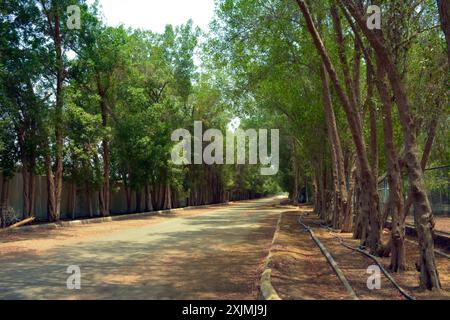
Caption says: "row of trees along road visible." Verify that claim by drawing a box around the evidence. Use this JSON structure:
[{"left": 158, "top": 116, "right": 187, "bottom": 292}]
[
  {"left": 0, "top": 1, "right": 282, "bottom": 224},
  {"left": 211, "top": 0, "right": 449, "bottom": 291},
  {"left": 0, "top": 0, "right": 449, "bottom": 292}
]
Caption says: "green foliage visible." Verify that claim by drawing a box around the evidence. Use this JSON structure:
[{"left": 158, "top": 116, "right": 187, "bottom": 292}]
[{"left": 2, "top": 0, "right": 447, "bottom": 216}]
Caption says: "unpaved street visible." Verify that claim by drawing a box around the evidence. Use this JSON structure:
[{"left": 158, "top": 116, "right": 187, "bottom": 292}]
[{"left": 0, "top": 198, "right": 282, "bottom": 300}]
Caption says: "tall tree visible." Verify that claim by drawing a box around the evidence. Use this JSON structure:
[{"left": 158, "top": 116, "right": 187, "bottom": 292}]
[
  {"left": 437, "top": 0, "right": 450, "bottom": 63},
  {"left": 342, "top": 0, "right": 441, "bottom": 291},
  {"left": 39, "top": 0, "right": 66, "bottom": 221},
  {"left": 295, "top": 0, "right": 382, "bottom": 253}
]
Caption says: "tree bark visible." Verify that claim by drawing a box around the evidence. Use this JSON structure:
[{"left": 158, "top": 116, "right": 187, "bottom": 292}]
[
  {"left": 296, "top": 0, "right": 381, "bottom": 252},
  {"left": 319, "top": 63, "right": 347, "bottom": 229},
  {"left": 375, "top": 61, "right": 406, "bottom": 271},
  {"left": 45, "top": 151, "right": 56, "bottom": 221},
  {"left": 367, "top": 68, "right": 378, "bottom": 179},
  {"left": 124, "top": 180, "right": 132, "bottom": 214},
  {"left": 100, "top": 97, "right": 110, "bottom": 216},
  {"left": 313, "top": 174, "right": 319, "bottom": 213},
  {"left": 163, "top": 184, "right": 172, "bottom": 210},
  {"left": 342, "top": 158, "right": 356, "bottom": 232},
  {"left": 85, "top": 182, "right": 93, "bottom": 218},
  {"left": 135, "top": 190, "right": 142, "bottom": 213},
  {"left": 53, "top": 0, "right": 64, "bottom": 220},
  {"left": 421, "top": 117, "right": 439, "bottom": 171},
  {"left": 342, "top": 0, "right": 441, "bottom": 290},
  {"left": 403, "top": 116, "right": 440, "bottom": 217},
  {"left": 71, "top": 182, "right": 77, "bottom": 220},
  {"left": 41, "top": 0, "right": 64, "bottom": 221},
  {"left": 144, "top": 184, "right": 154, "bottom": 212},
  {"left": 1, "top": 176, "right": 10, "bottom": 228},
  {"left": 291, "top": 138, "right": 300, "bottom": 205},
  {"left": 437, "top": 0, "right": 450, "bottom": 63},
  {"left": 21, "top": 161, "right": 31, "bottom": 219}
]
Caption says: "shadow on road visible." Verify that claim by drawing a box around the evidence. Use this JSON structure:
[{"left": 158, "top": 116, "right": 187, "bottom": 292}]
[{"left": 0, "top": 199, "right": 281, "bottom": 300}]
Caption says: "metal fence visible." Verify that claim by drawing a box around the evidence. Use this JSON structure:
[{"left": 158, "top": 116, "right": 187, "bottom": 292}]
[{"left": 378, "top": 165, "right": 450, "bottom": 216}]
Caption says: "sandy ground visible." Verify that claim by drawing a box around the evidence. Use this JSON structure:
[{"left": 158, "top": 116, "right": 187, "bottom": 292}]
[
  {"left": 270, "top": 206, "right": 450, "bottom": 300},
  {"left": 0, "top": 204, "right": 238, "bottom": 256},
  {"left": 0, "top": 198, "right": 285, "bottom": 300},
  {"left": 269, "top": 211, "right": 352, "bottom": 300},
  {"left": 378, "top": 232, "right": 450, "bottom": 300}
]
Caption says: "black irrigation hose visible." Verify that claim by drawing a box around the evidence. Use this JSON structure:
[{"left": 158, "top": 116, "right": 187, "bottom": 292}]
[
  {"left": 301, "top": 218, "right": 417, "bottom": 301},
  {"left": 316, "top": 219, "right": 449, "bottom": 258},
  {"left": 299, "top": 218, "right": 359, "bottom": 300}
]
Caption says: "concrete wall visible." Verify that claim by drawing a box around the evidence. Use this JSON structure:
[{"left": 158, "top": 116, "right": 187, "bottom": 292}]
[{"left": 0, "top": 172, "right": 148, "bottom": 221}]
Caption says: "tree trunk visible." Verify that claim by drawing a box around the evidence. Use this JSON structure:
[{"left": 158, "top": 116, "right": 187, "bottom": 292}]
[
  {"left": 124, "top": 184, "right": 132, "bottom": 214},
  {"left": 145, "top": 184, "right": 154, "bottom": 212},
  {"left": 42, "top": 0, "right": 64, "bottom": 221},
  {"left": 320, "top": 64, "right": 341, "bottom": 228},
  {"left": 71, "top": 183, "right": 77, "bottom": 220},
  {"left": 296, "top": 0, "right": 381, "bottom": 252},
  {"left": 403, "top": 115, "right": 440, "bottom": 218},
  {"left": 0, "top": 176, "right": 9, "bottom": 206},
  {"left": 368, "top": 68, "right": 378, "bottom": 179},
  {"left": 320, "top": 62, "right": 349, "bottom": 230},
  {"left": 313, "top": 175, "right": 319, "bottom": 213},
  {"left": 343, "top": 0, "right": 441, "bottom": 290},
  {"left": 135, "top": 190, "right": 142, "bottom": 213},
  {"left": 101, "top": 98, "right": 110, "bottom": 217},
  {"left": 342, "top": 159, "right": 356, "bottom": 232},
  {"left": 45, "top": 151, "right": 56, "bottom": 221},
  {"left": 1, "top": 176, "right": 10, "bottom": 228},
  {"left": 29, "top": 171, "right": 35, "bottom": 218},
  {"left": 163, "top": 184, "right": 172, "bottom": 210},
  {"left": 291, "top": 138, "right": 300, "bottom": 205},
  {"left": 437, "top": 0, "right": 450, "bottom": 63},
  {"left": 21, "top": 161, "right": 31, "bottom": 219},
  {"left": 98, "top": 186, "right": 105, "bottom": 216},
  {"left": 20, "top": 154, "right": 35, "bottom": 219},
  {"left": 353, "top": 167, "right": 368, "bottom": 242},
  {"left": 85, "top": 183, "right": 93, "bottom": 218},
  {"left": 53, "top": 0, "right": 64, "bottom": 220},
  {"left": 375, "top": 61, "right": 406, "bottom": 271},
  {"left": 158, "top": 184, "right": 165, "bottom": 209}
]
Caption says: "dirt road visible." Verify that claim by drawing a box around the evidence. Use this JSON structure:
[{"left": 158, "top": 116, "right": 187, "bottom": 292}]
[{"left": 0, "top": 198, "right": 282, "bottom": 300}]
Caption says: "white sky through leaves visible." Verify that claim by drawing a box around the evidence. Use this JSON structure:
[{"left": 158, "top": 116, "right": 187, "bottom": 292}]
[{"left": 89, "top": 0, "right": 215, "bottom": 33}]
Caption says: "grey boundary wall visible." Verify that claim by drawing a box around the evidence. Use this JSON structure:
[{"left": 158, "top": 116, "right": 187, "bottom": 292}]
[
  {"left": 0, "top": 172, "right": 236, "bottom": 222},
  {"left": 1, "top": 172, "right": 163, "bottom": 221}
]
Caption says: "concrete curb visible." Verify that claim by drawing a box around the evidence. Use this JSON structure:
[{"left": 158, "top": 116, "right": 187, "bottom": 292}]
[
  {"left": 258, "top": 214, "right": 282, "bottom": 300},
  {"left": 1, "top": 202, "right": 232, "bottom": 234}
]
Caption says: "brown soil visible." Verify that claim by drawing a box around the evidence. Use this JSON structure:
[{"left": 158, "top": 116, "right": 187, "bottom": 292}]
[
  {"left": 377, "top": 232, "right": 450, "bottom": 300},
  {"left": 0, "top": 198, "right": 283, "bottom": 300},
  {"left": 268, "top": 210, "right": 352, "bottom": 300},
  {"left": 270, "top": 205, "right": 450, "bottom": 300},
  {"left": 301, "top": 218, "right": 406, "bottom": 300}
]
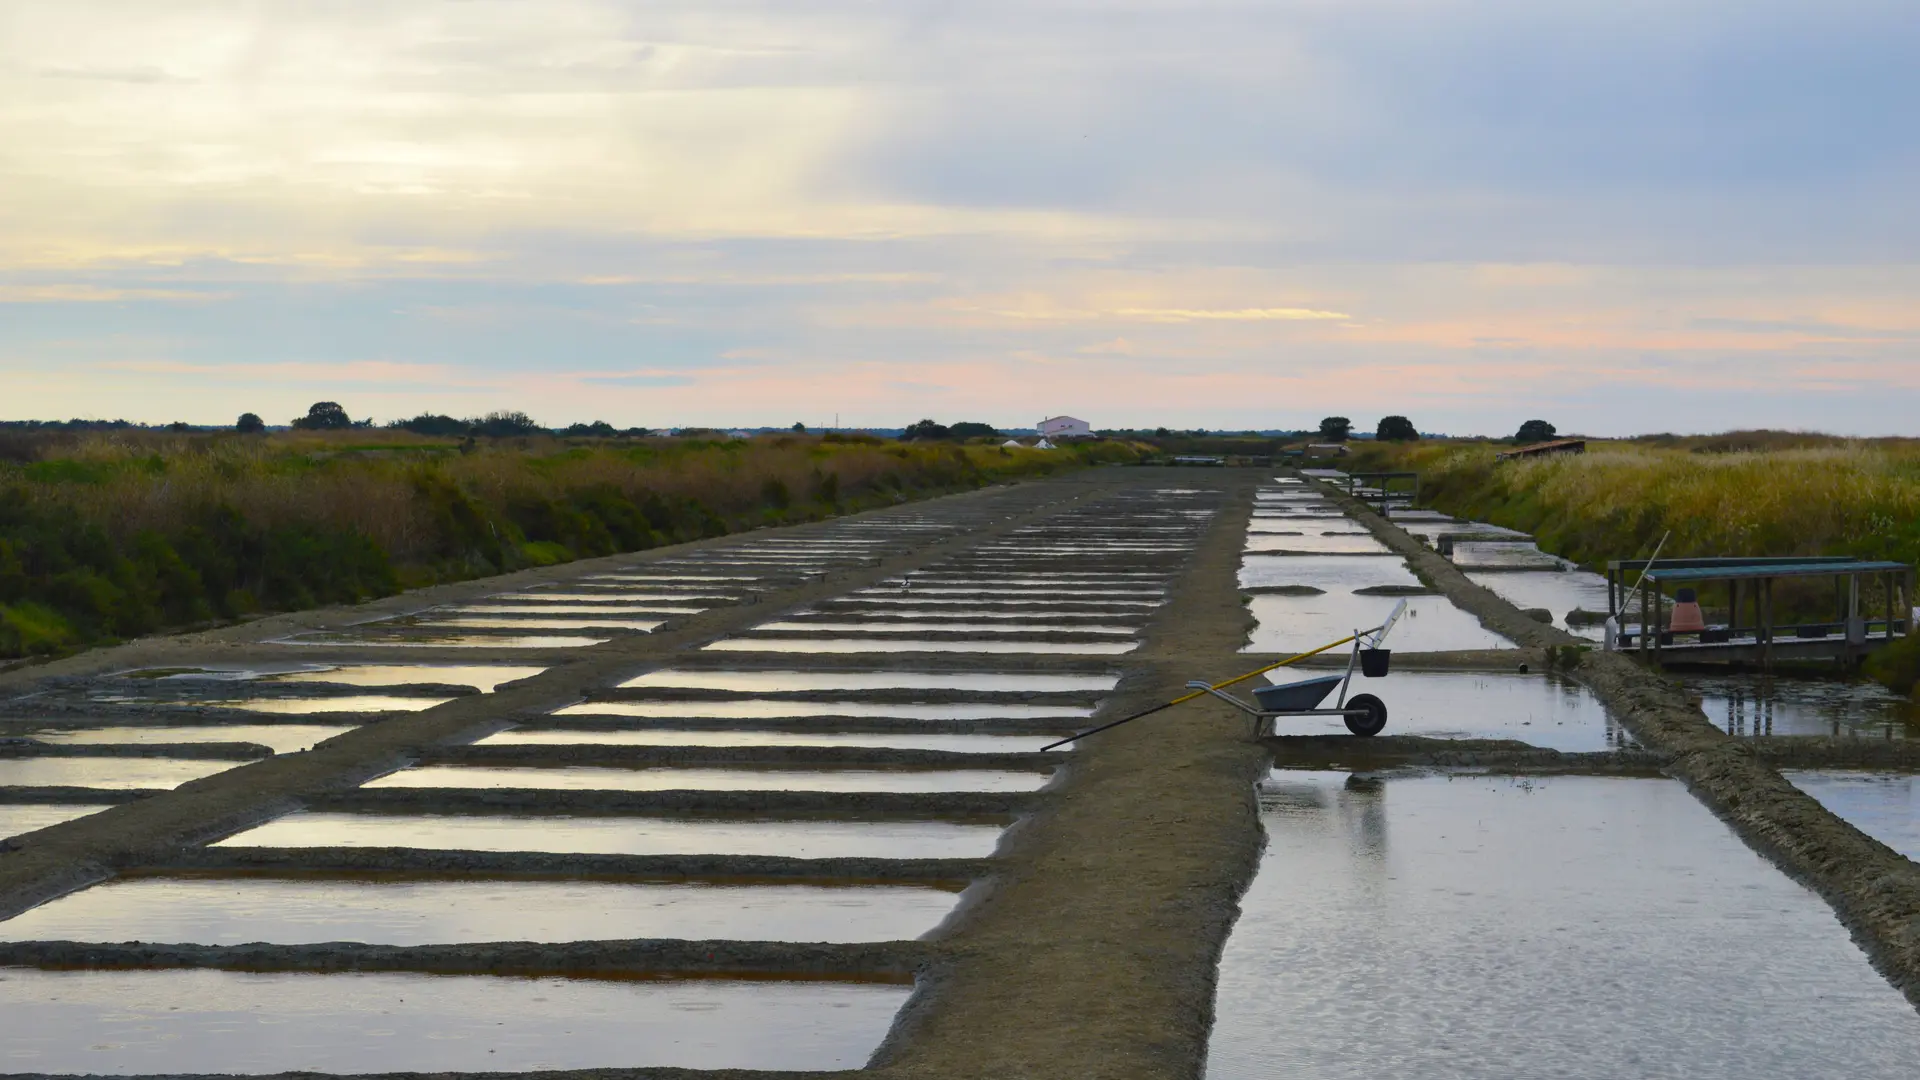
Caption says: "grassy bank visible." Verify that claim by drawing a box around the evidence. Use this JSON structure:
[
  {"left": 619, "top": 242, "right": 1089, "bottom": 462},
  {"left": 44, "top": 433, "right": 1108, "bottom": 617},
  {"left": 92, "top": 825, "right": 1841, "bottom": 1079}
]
[
  {"left": 1349, "top": 435, "right": 1920, "bottom": 693},
  {"left": 0, "top": 430, "right": 1143, "bottom": 660}
]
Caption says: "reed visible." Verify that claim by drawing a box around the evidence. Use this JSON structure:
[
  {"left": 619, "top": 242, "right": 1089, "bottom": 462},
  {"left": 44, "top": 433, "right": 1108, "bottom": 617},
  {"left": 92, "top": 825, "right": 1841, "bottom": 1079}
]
[
  {"left": 1352, "top": 436, "right": 1920, "bottom": 692},
  {"left": 0, "top": 430, "right": 1143, "bottom": 659}
]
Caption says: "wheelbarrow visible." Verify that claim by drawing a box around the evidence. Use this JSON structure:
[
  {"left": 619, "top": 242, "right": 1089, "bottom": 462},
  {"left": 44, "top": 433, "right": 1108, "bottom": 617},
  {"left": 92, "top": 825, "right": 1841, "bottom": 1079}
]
[
  {"left": 1041, "top": 600, "right": 1406, "bottom": 750},
  {"left": 1185, "top": 611, "right": 1400, "bottom": 737}
]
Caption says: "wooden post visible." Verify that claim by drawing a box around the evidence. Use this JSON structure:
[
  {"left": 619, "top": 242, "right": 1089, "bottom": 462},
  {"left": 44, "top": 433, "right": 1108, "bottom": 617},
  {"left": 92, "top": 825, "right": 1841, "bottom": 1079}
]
[
  {"left": 1760, "top": 578, "right": 1774, "bottom": 669},
  {"left": 1639, "top": 577, "right": 1651, "bottom": 658},
  {"left": 1888, "top": 571, "right": 1897, "bottom": 643},
  {"left": 1730, "top": 579, "right": 1742, "bottom": 640},
  {"left": 1653, "top": 581, "right": 1665, "bottom": 665}
]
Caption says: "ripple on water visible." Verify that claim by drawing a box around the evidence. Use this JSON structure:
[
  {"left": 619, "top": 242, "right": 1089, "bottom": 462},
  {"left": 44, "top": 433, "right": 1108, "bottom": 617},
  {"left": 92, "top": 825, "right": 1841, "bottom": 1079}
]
[{"left": 1209, "top": 771, "right": 1920, "bottom": 1079}]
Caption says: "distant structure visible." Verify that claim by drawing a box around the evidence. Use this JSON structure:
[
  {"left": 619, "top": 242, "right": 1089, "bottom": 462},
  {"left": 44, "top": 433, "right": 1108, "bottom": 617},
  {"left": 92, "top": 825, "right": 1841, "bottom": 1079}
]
[
  {"left": 1038, "top": 415, "right": 1091, "bottom": 440},
  {"left": 1305, "top": 443, "right": 1350, "bottom": 457},
  {"left": 1498, "top": 438, "right": 1587, "bottom": 461}
]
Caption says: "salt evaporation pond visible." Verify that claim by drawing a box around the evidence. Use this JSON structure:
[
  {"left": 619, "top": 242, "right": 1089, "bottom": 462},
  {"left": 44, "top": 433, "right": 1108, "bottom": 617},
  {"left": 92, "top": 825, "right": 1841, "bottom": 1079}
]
[{"left": 1209, "top": 770, "right": 1920, "bottom": 1079}]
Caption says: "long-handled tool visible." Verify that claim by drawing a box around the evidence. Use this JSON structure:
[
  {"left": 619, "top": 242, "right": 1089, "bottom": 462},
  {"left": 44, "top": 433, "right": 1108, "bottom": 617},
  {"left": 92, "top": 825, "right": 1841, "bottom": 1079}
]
[{"left": 1040, "top": 600, "right": 1407, "bottom": 751}]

====================

▶ Your goal
Copy out each line of the listing that holds the word "concrete".

▶ Final answer
Caption says: "concrete wall visible." Verify that claim by drawing a box around the evidence. Use this JSON structure:
Caption says: "concrete curb visible." Verify that claim by drawing a box around the evidence. Use this JSON structure:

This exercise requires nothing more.